■ **Problem description**: Those lines of the records that contain "concrete" are to be located and copied.

(Data for the task Opens)

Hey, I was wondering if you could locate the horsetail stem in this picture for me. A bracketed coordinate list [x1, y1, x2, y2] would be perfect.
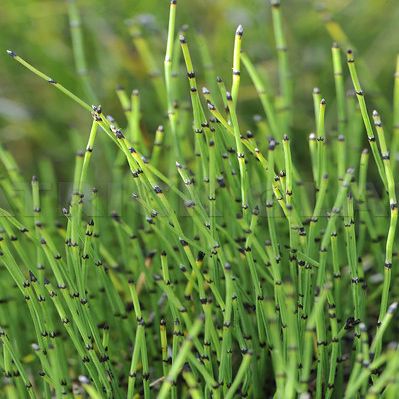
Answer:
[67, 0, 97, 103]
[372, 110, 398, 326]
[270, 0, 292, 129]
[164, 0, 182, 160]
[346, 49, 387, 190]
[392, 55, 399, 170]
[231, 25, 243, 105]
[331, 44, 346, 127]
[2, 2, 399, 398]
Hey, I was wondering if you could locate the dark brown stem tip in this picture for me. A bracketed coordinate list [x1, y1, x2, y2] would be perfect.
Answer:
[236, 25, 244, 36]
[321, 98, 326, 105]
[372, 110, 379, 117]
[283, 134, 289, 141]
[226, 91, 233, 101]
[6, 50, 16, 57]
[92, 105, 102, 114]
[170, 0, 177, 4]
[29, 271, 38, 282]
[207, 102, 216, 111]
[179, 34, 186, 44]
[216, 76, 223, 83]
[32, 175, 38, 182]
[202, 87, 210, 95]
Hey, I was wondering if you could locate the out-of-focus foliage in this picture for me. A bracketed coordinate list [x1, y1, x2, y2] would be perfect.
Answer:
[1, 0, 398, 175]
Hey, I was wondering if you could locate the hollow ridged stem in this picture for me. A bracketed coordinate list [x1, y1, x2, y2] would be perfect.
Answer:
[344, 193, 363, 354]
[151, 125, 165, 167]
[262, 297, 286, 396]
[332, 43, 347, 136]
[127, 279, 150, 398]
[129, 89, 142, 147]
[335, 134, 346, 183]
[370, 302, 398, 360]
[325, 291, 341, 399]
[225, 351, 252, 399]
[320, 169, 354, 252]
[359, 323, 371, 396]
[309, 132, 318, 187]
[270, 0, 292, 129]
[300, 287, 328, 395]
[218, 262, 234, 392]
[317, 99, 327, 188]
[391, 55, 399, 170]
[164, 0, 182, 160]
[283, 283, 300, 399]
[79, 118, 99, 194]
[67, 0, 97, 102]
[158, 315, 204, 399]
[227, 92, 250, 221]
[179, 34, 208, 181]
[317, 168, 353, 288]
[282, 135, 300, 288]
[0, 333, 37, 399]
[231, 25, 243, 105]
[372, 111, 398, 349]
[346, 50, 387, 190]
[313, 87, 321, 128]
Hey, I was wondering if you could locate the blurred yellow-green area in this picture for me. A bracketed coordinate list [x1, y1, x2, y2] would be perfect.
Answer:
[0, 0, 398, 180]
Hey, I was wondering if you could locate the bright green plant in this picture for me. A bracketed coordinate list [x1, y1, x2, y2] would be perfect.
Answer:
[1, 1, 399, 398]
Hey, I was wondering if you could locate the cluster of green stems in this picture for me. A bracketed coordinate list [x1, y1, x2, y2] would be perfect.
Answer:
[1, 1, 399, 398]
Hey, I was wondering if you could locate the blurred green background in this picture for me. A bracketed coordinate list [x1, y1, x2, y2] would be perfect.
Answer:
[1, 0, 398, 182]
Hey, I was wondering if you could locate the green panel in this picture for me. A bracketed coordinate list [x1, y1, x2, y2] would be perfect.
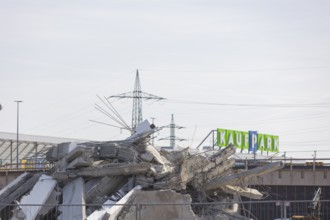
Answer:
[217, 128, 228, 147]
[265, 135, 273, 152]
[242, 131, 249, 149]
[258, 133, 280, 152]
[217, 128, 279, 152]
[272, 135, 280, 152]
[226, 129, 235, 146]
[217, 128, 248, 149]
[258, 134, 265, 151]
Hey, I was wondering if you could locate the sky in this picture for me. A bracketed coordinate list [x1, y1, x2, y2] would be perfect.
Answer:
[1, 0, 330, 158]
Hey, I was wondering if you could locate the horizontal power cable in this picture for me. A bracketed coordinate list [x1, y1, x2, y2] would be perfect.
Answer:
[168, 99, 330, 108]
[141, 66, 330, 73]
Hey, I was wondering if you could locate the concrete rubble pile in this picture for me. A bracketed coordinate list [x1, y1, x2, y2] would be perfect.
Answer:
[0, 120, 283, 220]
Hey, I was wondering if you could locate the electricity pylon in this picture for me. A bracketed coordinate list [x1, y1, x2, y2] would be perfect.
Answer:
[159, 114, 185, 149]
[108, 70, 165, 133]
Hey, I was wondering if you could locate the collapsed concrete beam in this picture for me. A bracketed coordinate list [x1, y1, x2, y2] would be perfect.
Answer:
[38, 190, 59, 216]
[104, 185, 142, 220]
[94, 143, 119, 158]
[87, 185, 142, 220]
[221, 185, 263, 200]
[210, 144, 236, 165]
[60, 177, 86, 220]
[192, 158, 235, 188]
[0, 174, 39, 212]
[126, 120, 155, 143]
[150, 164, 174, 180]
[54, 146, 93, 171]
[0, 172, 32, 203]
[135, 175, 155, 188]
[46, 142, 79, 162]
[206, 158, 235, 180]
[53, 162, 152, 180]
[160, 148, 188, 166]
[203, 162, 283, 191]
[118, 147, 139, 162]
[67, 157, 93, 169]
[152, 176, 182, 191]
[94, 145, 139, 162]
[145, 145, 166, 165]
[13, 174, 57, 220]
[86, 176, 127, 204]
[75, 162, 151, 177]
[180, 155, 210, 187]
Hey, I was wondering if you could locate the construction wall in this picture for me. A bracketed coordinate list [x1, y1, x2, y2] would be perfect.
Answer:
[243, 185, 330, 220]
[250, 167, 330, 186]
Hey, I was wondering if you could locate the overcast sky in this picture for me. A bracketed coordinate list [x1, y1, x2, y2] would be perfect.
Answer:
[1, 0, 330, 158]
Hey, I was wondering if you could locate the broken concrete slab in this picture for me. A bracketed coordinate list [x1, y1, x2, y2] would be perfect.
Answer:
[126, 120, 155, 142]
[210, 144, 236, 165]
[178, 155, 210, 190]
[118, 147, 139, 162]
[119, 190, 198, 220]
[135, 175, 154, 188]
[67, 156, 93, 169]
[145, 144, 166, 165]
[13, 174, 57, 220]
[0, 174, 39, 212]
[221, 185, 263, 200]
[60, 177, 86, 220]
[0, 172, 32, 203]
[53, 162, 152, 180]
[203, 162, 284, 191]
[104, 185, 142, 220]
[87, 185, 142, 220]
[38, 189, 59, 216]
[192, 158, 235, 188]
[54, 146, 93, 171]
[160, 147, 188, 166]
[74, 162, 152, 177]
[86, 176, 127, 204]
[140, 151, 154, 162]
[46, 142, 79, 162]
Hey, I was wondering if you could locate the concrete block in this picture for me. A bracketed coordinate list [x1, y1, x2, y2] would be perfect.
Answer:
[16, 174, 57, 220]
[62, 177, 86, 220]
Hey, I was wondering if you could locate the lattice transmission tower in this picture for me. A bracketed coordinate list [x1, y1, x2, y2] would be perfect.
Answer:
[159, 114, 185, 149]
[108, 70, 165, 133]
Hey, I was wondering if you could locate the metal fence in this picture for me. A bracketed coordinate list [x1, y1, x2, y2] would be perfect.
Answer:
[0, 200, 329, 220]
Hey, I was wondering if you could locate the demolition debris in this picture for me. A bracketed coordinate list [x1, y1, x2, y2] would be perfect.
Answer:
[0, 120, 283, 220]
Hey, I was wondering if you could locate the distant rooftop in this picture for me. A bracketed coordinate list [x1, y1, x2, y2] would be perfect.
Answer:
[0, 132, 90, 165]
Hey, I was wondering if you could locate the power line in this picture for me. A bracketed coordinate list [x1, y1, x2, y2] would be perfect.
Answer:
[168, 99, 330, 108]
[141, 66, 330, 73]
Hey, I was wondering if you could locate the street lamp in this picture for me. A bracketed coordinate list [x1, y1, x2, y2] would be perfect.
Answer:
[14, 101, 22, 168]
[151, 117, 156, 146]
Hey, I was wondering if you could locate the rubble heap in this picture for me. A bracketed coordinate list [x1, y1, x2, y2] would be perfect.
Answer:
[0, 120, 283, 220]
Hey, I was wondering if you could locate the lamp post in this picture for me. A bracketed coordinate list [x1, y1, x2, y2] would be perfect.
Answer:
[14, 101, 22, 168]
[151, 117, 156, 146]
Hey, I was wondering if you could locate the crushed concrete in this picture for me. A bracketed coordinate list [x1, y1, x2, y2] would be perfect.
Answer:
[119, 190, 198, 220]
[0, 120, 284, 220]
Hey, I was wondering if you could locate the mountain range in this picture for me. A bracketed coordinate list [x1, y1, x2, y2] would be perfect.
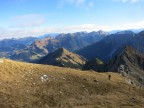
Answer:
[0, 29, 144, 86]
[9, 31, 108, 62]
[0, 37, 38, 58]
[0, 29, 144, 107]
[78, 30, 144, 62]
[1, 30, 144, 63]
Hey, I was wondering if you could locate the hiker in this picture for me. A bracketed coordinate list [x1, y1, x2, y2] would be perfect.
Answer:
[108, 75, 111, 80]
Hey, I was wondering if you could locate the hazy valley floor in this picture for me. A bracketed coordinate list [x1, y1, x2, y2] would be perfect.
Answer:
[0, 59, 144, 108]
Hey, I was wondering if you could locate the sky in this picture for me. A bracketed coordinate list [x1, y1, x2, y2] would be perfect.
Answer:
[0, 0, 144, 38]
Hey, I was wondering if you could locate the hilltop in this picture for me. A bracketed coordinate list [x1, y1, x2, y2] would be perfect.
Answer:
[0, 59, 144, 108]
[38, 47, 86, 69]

(Data for the task Closes)
(Data for the task Opens)

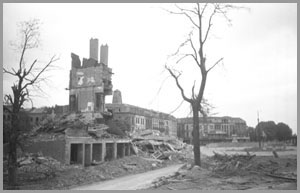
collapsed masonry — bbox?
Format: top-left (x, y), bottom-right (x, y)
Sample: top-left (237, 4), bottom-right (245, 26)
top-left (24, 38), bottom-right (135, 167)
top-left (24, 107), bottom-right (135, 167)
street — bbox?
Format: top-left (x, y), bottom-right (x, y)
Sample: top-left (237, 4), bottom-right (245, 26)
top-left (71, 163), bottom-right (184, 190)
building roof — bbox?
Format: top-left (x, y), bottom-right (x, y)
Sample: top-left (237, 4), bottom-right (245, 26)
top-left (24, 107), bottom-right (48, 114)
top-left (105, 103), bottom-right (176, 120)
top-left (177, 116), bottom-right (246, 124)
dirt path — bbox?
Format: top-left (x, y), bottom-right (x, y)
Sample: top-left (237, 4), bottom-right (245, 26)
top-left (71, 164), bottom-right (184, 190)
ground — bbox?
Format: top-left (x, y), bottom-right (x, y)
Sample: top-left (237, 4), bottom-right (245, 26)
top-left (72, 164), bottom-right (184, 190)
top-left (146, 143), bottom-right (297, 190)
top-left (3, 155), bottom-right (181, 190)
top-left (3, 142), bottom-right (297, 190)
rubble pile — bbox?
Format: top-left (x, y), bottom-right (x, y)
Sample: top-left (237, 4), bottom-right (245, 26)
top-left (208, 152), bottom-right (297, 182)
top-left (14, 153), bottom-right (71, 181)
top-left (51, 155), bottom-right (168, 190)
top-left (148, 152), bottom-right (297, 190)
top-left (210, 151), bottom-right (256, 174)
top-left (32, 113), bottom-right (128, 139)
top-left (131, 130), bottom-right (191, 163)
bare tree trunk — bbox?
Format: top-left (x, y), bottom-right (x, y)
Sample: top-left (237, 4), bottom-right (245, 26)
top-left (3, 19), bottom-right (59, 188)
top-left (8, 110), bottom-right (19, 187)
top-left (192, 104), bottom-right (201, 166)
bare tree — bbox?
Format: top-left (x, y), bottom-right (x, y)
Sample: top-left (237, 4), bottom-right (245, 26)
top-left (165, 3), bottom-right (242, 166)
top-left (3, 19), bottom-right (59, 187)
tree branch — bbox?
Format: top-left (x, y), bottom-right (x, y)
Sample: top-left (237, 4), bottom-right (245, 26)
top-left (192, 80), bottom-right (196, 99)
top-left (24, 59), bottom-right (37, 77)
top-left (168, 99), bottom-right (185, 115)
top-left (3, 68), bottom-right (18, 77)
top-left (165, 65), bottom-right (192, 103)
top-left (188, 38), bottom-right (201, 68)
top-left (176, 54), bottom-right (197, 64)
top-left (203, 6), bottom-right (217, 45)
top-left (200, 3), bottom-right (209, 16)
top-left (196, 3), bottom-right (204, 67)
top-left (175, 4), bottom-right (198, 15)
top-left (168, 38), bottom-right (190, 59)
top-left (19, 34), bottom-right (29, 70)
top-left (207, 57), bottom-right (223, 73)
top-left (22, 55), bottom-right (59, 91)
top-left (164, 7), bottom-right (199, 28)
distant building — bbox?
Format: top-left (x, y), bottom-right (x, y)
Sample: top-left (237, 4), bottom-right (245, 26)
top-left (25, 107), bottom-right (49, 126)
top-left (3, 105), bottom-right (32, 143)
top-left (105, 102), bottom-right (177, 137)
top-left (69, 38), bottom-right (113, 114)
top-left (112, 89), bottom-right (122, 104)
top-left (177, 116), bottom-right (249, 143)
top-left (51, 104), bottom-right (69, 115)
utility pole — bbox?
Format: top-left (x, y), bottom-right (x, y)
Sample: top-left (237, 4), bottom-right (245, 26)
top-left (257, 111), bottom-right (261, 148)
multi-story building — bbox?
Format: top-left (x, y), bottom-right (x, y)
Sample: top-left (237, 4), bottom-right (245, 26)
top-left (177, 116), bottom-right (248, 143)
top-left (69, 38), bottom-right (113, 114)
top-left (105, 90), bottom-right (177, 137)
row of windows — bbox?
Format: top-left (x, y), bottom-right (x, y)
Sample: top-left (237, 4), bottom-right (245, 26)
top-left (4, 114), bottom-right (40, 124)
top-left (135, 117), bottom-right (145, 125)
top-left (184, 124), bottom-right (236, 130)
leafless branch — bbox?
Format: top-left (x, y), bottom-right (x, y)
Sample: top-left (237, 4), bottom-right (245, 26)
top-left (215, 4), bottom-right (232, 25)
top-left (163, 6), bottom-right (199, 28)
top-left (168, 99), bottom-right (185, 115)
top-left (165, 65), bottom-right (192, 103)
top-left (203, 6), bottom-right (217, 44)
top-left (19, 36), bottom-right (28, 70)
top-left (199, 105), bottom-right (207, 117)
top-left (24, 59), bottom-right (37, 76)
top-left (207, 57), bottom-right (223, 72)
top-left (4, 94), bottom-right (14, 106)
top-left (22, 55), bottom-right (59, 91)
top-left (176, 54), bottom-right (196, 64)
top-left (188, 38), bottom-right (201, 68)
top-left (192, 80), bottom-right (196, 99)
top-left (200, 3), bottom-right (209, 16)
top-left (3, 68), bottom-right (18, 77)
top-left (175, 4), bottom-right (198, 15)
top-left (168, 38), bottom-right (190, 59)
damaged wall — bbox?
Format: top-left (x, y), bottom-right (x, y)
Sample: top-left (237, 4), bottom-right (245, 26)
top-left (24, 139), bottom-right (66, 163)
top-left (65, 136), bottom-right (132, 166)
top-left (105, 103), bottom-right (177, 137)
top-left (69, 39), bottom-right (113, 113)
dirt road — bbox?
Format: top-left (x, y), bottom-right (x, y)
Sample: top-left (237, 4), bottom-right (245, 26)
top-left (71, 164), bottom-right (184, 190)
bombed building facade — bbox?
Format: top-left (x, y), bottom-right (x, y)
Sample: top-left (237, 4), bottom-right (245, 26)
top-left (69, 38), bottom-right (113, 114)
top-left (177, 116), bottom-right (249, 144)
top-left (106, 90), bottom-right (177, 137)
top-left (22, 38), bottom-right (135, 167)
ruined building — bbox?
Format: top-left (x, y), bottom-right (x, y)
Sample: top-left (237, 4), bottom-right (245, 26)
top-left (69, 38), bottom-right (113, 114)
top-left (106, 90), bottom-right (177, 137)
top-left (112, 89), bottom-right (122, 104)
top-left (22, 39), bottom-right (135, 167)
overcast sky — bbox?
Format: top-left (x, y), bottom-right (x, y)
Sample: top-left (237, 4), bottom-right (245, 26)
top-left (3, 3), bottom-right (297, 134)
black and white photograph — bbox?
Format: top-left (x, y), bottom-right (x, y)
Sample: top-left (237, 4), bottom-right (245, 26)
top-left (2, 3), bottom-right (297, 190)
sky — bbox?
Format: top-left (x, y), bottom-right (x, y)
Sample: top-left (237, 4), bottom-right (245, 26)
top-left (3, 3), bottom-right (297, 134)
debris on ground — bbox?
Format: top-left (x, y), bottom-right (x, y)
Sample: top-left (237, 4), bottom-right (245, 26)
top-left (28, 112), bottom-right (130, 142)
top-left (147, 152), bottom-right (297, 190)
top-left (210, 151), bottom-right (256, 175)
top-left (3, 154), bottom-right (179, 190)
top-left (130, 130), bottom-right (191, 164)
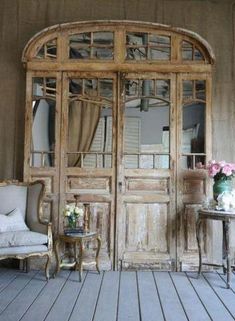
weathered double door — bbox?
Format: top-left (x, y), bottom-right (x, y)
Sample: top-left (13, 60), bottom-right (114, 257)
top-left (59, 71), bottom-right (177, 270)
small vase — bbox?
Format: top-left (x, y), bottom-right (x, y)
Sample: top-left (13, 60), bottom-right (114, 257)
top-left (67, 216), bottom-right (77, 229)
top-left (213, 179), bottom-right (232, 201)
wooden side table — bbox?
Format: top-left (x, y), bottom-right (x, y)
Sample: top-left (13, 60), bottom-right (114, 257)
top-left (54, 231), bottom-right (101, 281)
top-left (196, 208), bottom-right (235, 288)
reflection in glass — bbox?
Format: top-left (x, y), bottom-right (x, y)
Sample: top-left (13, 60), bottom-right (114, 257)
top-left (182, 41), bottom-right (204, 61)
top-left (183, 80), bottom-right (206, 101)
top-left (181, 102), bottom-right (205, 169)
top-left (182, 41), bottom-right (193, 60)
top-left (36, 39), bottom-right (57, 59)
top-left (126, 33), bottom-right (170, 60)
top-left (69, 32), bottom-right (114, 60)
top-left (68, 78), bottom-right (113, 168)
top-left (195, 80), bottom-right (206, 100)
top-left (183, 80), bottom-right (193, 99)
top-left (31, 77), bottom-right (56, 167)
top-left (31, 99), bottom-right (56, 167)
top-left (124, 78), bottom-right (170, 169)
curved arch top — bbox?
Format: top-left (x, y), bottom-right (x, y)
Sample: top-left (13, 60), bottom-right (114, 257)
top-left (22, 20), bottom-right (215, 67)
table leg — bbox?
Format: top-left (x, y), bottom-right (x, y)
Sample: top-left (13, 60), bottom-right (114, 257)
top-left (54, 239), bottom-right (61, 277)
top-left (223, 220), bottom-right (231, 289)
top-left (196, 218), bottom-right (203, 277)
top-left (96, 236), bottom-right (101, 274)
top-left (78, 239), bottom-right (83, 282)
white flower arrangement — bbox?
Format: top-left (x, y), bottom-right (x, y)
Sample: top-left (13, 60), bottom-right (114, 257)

(Data for the task Closes)

■ **Response for this exercise**:
Hey, I was wondering if you could locate the concrete rubble pile in this picture for me. A bracketed coordinate list [x1, y1, x2, y2] would be perfect.
Hey, I was wondering if you could locate the collapsed concrete beam in this picture for me. A bracketed coordinate list [x1, y1, x2, y2] would be perfect.
Hey, I was wondering if you could locate the broken concrete slab in this picture for me. A bracketed coordinate list [x1, y1, x2, y2] would be perfect.
Hey, I was wondering if you could locate the concrete block in this picture for me. A bracketed coordinate list [x1, y1, x2, y2] would be perfect.
Hey, I was wondering if you could locate the crushed concrete in this picture for me. A bracketed coordinate list [x1, y1, x2, y2] would be perfect.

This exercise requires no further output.